What is needed »
Your task is to return the span of lines beginning at the one with "the tile backsplash" and ending at the last line of the data, exactly as it stands.

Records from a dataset
— Start —
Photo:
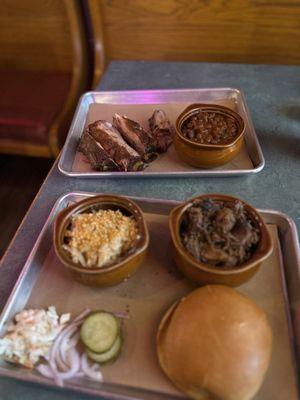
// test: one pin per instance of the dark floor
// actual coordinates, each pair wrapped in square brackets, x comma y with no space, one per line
[20,179]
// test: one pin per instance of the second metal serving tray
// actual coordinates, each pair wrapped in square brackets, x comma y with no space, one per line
[147,295]
[140,105]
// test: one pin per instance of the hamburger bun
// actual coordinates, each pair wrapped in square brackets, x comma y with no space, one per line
[215,344]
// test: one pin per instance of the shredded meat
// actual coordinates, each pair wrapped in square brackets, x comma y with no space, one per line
[219,233]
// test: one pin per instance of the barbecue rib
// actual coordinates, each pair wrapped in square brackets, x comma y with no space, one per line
[115,146]
[141,140]
[95,153]
[161,130]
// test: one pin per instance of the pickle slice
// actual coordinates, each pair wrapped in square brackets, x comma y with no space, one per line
[110,355]
[99,331]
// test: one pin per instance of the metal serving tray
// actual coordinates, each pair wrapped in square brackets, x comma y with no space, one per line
[250,160]
[148,294]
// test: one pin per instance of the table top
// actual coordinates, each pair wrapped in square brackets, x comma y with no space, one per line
[273,96]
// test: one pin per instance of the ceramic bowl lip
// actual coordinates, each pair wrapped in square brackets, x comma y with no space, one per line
[262,252]
[64,217]
[194,108]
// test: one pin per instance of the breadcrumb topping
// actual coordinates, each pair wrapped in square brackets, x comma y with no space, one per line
[97,239]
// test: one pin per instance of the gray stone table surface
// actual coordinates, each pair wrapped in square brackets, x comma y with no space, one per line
[273,96]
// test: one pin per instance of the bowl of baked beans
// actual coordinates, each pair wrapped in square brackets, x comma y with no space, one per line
[208,135]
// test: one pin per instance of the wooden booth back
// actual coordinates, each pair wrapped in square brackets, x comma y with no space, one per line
[43,70]
[246,31]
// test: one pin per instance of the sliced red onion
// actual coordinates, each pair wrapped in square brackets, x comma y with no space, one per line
[64,361]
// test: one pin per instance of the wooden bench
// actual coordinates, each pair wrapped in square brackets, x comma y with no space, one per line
[43,70]
[245,31]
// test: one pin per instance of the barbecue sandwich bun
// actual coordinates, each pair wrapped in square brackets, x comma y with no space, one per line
[215,344]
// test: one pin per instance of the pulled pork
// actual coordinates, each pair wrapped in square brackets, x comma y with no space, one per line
[219,233]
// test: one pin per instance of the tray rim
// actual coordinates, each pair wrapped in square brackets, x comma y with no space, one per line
[157,174]
[110,389]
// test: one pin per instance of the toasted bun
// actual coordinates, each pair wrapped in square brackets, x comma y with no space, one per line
[215,344]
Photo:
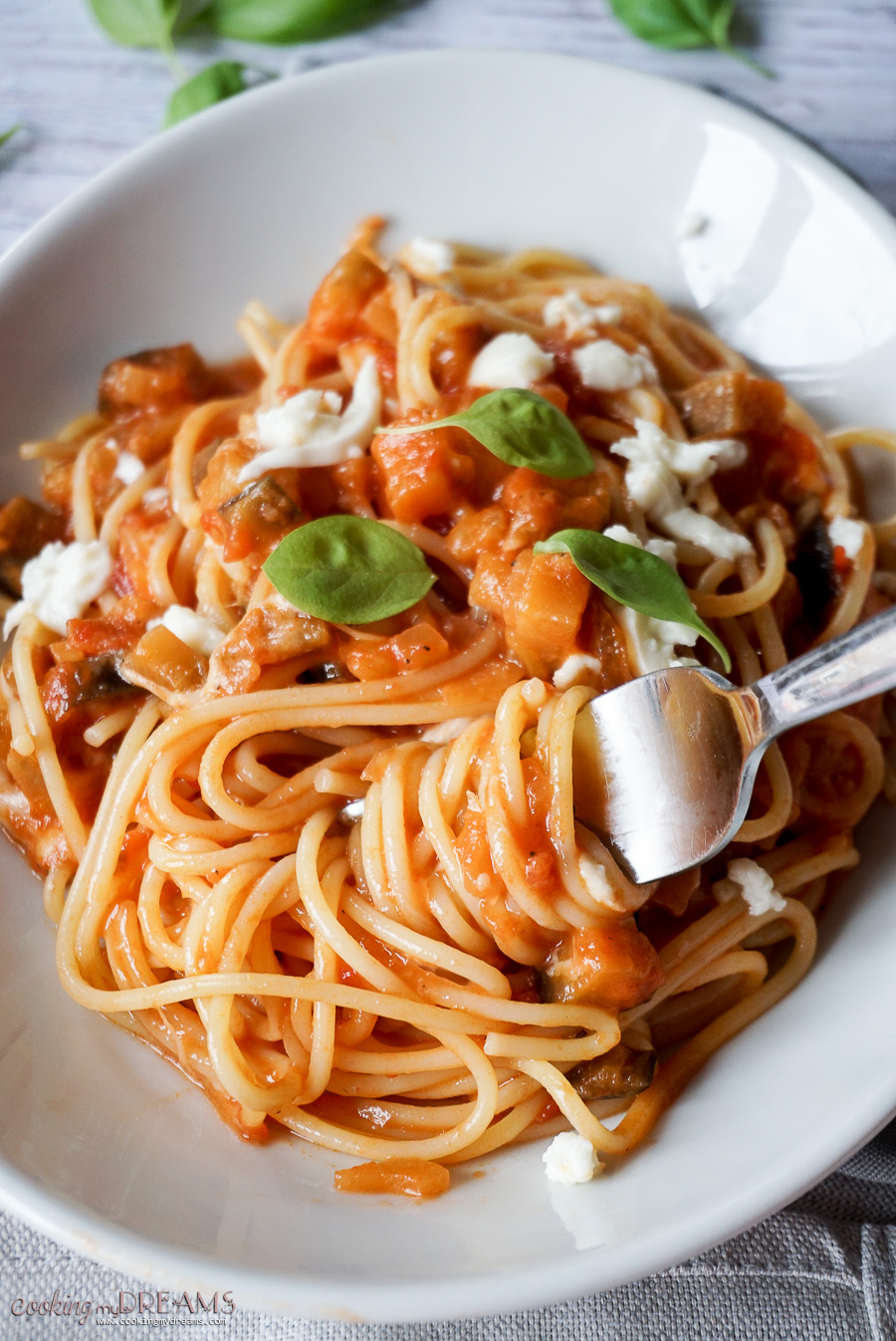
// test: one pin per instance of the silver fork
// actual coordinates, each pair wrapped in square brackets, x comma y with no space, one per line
[663,768]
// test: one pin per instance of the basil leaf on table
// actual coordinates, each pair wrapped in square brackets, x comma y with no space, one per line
[209,86]
[293,20]
[633,576]
[683,24]
[138,23]
[520,428]
[348,570]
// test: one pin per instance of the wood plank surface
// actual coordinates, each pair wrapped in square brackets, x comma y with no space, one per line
[86,101]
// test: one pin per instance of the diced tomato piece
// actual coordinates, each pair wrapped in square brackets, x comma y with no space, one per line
[610,965]
[155,378]
[421,474]
[336,309]
[413,649]
[541,599]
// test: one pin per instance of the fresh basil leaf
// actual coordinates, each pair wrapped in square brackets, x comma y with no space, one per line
[632,576]
[683,24]
[520,428]
[348,570]
[138,23]
[293,20]
[215,84]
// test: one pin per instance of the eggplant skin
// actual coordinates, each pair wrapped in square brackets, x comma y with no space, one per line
[617,1074]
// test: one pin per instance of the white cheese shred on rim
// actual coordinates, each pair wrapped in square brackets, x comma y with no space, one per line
[605,366]
[507,361]
[570,1159]
[756,885]
[61,582]
[308,428]
[200,633]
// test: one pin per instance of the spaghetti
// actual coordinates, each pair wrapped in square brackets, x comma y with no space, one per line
[463,966]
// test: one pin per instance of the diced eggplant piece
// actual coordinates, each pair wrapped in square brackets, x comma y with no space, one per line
[255,521]
[155,378]
[24,529]
[73,684]
[164,665]
[617,1074]
[813,567]
[734,402]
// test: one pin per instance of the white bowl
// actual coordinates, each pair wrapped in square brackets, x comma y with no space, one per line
[103,1144]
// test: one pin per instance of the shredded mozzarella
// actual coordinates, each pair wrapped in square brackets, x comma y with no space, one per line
[308,429]
[429,256]
[652,642]
[659,471]
[691,225]
[570,312]
[605,366]
[510,359]
[848,534]
[61,582]
[570,1159]
[756,885]
[129,468]
[577,669]
[200,633]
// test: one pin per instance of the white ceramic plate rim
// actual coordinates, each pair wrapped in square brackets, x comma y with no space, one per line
[429,1298]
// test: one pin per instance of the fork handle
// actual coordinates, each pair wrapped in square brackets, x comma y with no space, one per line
[856,665]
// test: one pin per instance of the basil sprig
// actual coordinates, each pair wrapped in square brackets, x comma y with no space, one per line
[520,428]
[293,20]
[348,570]
[683,24]
[138,23]
[209,86]
[633,576]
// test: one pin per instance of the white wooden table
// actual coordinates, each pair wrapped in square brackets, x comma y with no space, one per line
[86,101]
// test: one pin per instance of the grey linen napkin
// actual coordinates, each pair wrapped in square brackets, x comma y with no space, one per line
[822,1270]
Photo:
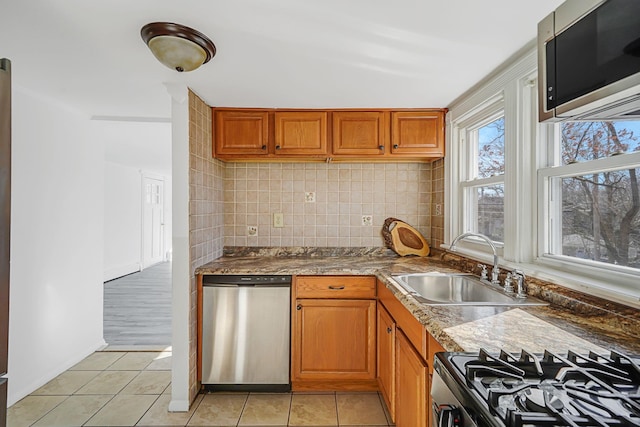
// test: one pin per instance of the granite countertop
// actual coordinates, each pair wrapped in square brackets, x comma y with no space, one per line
[556,327]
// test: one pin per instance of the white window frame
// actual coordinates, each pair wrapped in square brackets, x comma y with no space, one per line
[527,151]
[469,182]
[606,277]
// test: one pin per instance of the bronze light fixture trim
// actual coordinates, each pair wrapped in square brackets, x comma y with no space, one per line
[178,47]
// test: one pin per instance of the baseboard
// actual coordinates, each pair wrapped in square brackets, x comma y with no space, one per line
[15,396]
[335,385]
[179,406]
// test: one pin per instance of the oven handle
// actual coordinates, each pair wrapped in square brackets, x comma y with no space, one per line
[449,416]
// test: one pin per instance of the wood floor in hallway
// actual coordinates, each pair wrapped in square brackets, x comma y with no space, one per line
[137,308]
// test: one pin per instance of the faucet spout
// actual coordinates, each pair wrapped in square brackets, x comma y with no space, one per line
[496,270]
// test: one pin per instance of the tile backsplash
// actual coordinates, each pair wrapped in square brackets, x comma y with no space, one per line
[323,204]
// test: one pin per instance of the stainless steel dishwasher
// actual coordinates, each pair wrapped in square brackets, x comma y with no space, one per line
[245,332]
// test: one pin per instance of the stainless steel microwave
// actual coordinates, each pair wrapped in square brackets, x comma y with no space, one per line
[589,61]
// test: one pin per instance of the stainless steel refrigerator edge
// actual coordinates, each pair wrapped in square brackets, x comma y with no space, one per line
[5,226]
[245,332]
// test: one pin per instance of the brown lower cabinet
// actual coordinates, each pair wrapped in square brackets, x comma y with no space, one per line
— End —
Reply to the exercise »
// test: one pin per instance of the tile backsplash
// actual coordinates, each pair wrapped in square brackets, x comma y with no space, one per line
[323,204]
// test: one pin per instance of the stainless steel dishwasher
// actual coordinates, each pair wrapped in square brackets, x comma y with no space, one per line
[245,332]
// test: one pin per instance of the stainless steel microwave
// actual coordinates, each pair wrapped in square brackets, x comma y with no space, one per line
[589,61]
// test: one pin per instance of the stainless steel refrigerator edge
// actual coordinates, each pair wrapped in square brackets, x comma y with no space, one per line
[5,226]
[245,332]
// test: one pin per instance of the brown lower cabinet
// actual coordinates, each pair wrapped in square brackets, x comma y with no space, one per line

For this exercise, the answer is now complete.